[Exercise]:
Retype precisely the section of the data that starts at the line containing "query | white rope" and runs to its final line, ends included.

[Entries shown]:

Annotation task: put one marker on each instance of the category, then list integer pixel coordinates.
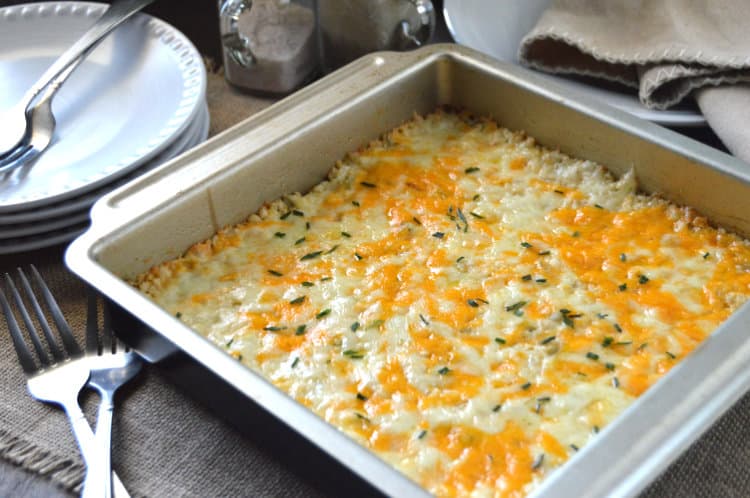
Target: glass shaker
(269, 46)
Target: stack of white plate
(136, 101)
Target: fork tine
(92, 322)
(108, 339)
(71, 346)
(24, 355)
(57, 354)
(33, 335)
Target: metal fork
(111, 365)
(57, 379)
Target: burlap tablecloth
(166, 445)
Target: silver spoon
(28, 127)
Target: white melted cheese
(472, 307)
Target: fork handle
(116, 14)
(99, 481)
(90, 449)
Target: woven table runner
(166, 445)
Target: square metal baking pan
(290, 147)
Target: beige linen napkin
(668, 49)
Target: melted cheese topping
(470, 306)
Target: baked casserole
(472, 307)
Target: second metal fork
(111, 365)
(58, 379)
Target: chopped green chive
(311, 255)
(274, 328)
(568, 318)
(515, 306)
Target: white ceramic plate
(59, 231)
(196, 133)
(496, 27)
(132, 96)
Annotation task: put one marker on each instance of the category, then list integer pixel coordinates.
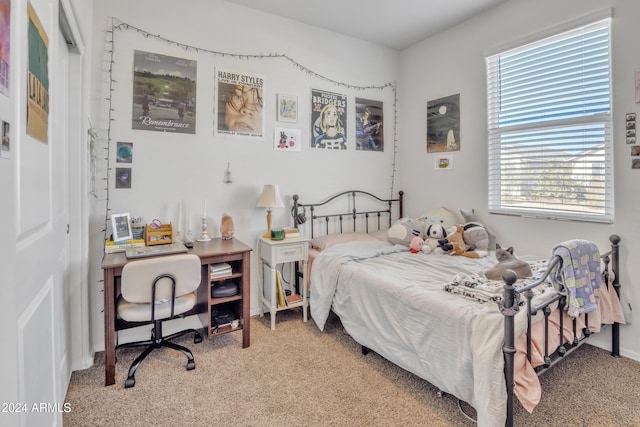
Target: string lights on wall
(118, 25)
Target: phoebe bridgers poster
(164, 93)
(328, 120)
(240, 104)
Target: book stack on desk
(220, 270)
(111, 247)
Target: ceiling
(392, 23)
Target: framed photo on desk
(121, 227)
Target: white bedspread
(395, 305)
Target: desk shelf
(239, 260)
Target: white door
(42, 238)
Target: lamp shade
(270, 197)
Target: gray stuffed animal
(476, 238)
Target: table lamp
(270, 198)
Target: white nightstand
(274, 252)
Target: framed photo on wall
(443, 163)
(287, 139)
(121, 227)
(287, 108)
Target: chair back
(138, 277)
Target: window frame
(497, 131)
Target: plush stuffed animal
(405, 229)
(454, 243)
(476, 237)
(416, 244)
(434, 233)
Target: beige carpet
(297, 375)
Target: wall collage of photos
(164, 100)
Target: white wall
(169, 168)
(453, 62)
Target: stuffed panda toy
(434, 233)
(404, 230)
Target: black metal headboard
(372, 207)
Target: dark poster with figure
(164, 93)
(443, 124)
(328, 120)
(369, 135)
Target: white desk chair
(155, 289)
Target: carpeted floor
(297, 375)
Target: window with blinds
(550, 142)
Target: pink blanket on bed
(527, 385)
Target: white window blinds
(550, 143)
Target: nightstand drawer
(288, 253)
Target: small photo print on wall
(287, 108)
(124, 152)
(328, 120)
(5, 151)
(123, 177)
(287, 139)
(369, 136)
(443, 124)
(443, 163)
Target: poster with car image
(164, 93)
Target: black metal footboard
(363, 211)
(553, 352)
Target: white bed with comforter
(405, 315)
(394, 302)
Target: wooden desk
(215, 251)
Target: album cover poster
(328, 120)
(5, 44)
(369, 136)
(240, 104)
(164, 93)
(38, 78)
(443, 124)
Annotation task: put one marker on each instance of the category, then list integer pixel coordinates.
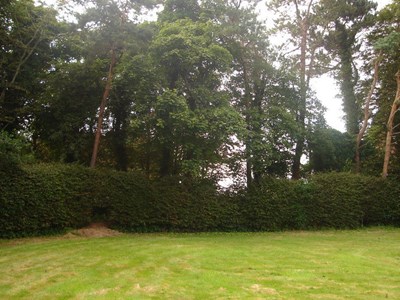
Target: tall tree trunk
(388, 145)
(303, 100)
(103, 107)
(367, 112)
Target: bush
(41, 199)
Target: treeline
(52, 198)
(202, 91)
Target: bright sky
(326, 89)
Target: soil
(94, 230)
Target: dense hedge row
(49, 198)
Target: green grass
(363, 264)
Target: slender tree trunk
(303, 99)
(366, 112)
(388, 145)
(103, 107)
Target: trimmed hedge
(42, 199)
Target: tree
(26, 35)
(330, 150)
(306, 31)
(192, 64)
(347, 19)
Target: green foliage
(13, 151)
(49, 198)
(330, 150)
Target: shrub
(40, 199)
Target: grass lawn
(361, 264)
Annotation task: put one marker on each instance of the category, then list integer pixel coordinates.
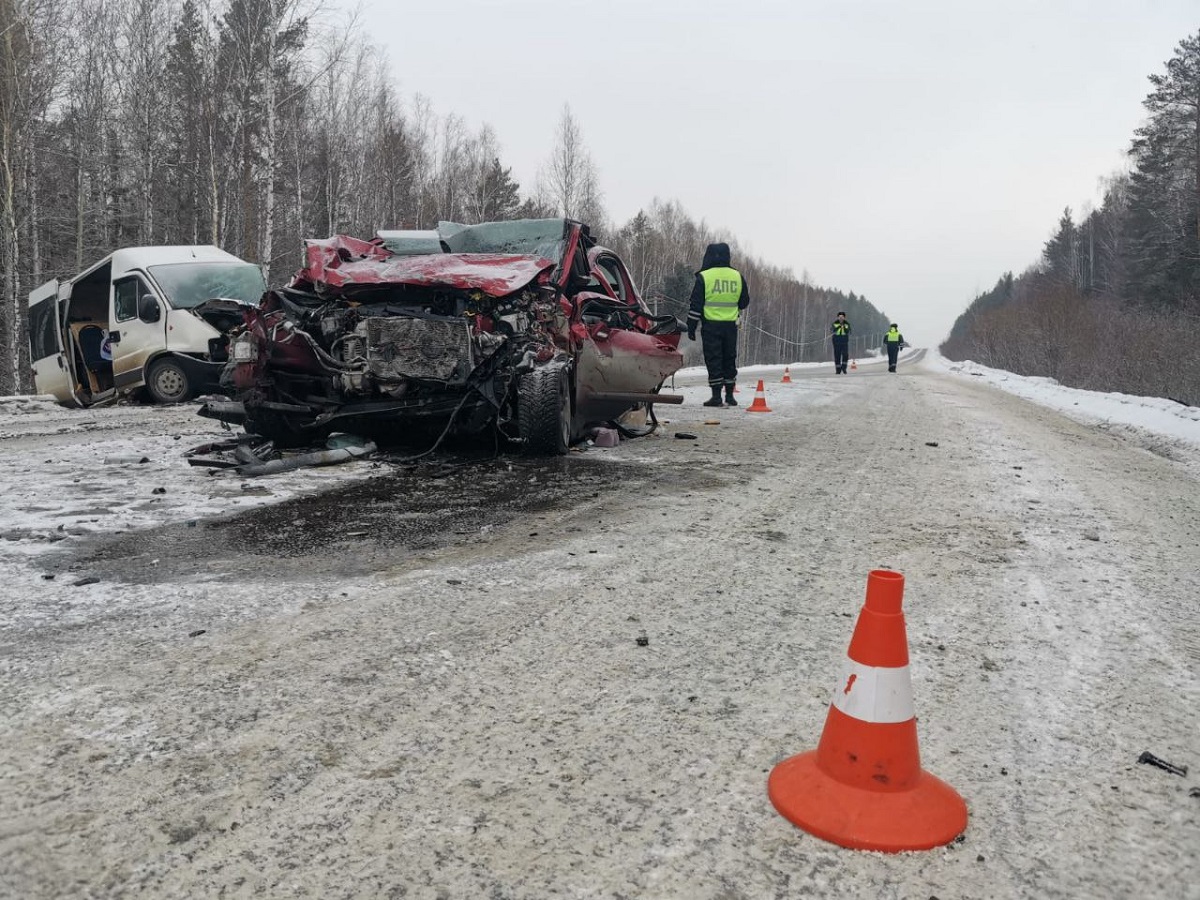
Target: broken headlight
(244, 348)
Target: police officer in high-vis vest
(719, 295)
(840, 335)
(893, 342)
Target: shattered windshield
(528, 237)
(189, 285)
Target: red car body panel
(341, 262)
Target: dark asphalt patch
(372, 525)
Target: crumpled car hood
(343, 262)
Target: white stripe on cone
(874, 694)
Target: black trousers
(720, 342)
(840, 352)
(893, 352)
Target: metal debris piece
(1151, 760)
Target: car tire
(167, 382)
(544, 411)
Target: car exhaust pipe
(630, 397)
(225, 411)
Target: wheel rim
(169, 382)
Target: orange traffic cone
(760, 401)
(863, 786)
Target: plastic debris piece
(1149, 759)
(607, 437)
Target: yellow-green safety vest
(723, 291)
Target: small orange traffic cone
(760, 401)
(863, 786)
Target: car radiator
(437, 349)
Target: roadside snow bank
(1153, 415)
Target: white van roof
(130, 258)
(141, 257)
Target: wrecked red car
(526, 328)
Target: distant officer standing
(840, 334)
(718, 297)
(893, 341)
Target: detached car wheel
(167, 382)
(544, 411)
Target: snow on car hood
(343, 262)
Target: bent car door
(138, 331)
(47, 353)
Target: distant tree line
(255, 124)
(1114, 304)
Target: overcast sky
(910, 151)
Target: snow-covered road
(586, 701)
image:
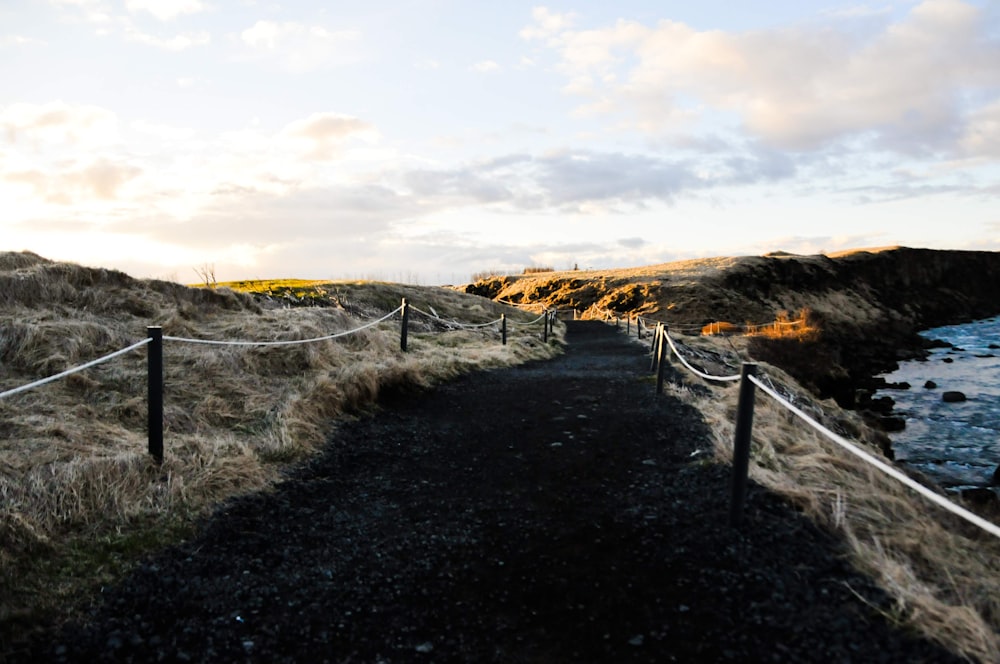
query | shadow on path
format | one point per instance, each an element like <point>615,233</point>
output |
<point>555,512</point>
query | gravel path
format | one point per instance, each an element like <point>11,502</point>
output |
<point>556,512</point>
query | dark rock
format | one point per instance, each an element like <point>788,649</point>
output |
<point>892,423</point>
<point>882,405</point>
<point>979,495</point>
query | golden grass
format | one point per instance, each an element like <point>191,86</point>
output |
<point>79,496</point>
<point>943,574</point>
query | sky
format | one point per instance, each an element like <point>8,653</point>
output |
<point>427,140</point>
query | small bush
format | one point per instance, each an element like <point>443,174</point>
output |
<point>483,275</point>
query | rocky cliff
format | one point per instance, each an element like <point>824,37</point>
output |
<point>869,304</point>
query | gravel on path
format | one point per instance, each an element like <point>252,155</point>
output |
<point>554,512</point>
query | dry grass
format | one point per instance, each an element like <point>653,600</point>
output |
<point>80,496</point>
<point>943,574</point>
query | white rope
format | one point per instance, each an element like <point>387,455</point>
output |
<point>989,527</point>
<point>518,304</point>
<point>284,343</point>
<point>467,326</point>
<point>515,323</point>
<point>700,374</point>
<point>92,363</point>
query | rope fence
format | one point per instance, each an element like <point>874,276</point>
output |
<point>155,340</point>
<point>749,380</point>
<point>70,372</point>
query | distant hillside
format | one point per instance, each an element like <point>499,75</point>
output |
<point>869,304</point>
<point>82,499</point>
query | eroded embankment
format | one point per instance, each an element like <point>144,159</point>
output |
<point>869,305</point>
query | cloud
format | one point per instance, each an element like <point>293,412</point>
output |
<point>165,10</point>
<point>100,179</point>
<point>981,136</point>
<point>632,242</point>
<point>547,24</point>
<point>324,133</point>
<point>300,47</point>
<point>586,181</point>
<point>19,40</point>
<point>485,67</point>
<point>176,43</point>
<point>302,216</point>
<point>58,123</point>
<point>905,85</point>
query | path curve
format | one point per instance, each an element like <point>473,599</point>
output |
<point>554,512</point>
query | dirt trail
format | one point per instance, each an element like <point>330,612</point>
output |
<point>556,512</point>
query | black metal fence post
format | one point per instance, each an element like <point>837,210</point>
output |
<point>154,386</point>
<point>654,349</point>
<point>661,359</point>
<point>403,329</point>
<point>741,444</point>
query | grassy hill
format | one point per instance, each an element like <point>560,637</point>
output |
<point>82,499</point>
<point>863,310</point>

[Reply to the task]:
query | white rope
format | one point per instance, each an element like <point>387,455</point>
output |
<point>989,527</point>
<point>518,304</point>
<point>284,343</point>
<point>467,326</point>
<point>515,323</point>
<point>700,374</point>
<point>92,363</point>
query | rope fence
format | one point per instance, each an element like <point>874,276</point>
output |
<point>155,340</point>
<point>749,380</point>
<point>70,372</point>
query | distant hillside
format | one point per instance, each an element like <point>499,75</point>
output |
<point>869,304</point>
<point>82,499</point>
query | eroded embankment
format | one point per instance, each an element like <point>144,159</point>
output |
<point>869,305</point>
query | cloud
format | one point per instance, each an element like <point>293,412</point>
output |
<point>165,10</point>
<point>100,179</point>
<point>981,136</point>
<point>632,242</point>
<point>547,24</point>
<point>324,133</point>
<point>300,47</point>
<point>586,181</point>
<point>19,40</point>
<point>485,67</point>
<point>176,43</point>
<point>302,216</point>
<point>58,123</point>
<point>905,85</point>
query | path curve
format | one point per instance, each an element like <point>473,599</point>
output |
<point>554,512</point>
query | dirt trail
format | one point per instance, each an element like <point>330,612</point>
output |
<point>556,512</point>
query | black metal fence post
format | one point per instance, each an element like <point>837,210</point>
output |
<point>154,386</point>
<point>654,349</point>
<point>661,359</point>
<point>403,329</point>
<point>741,444</point>
query | grassy hill
format | one point per instance, each an element like <point>560,637</point>
output |
<point>82,499</point>
<point>863,310</point>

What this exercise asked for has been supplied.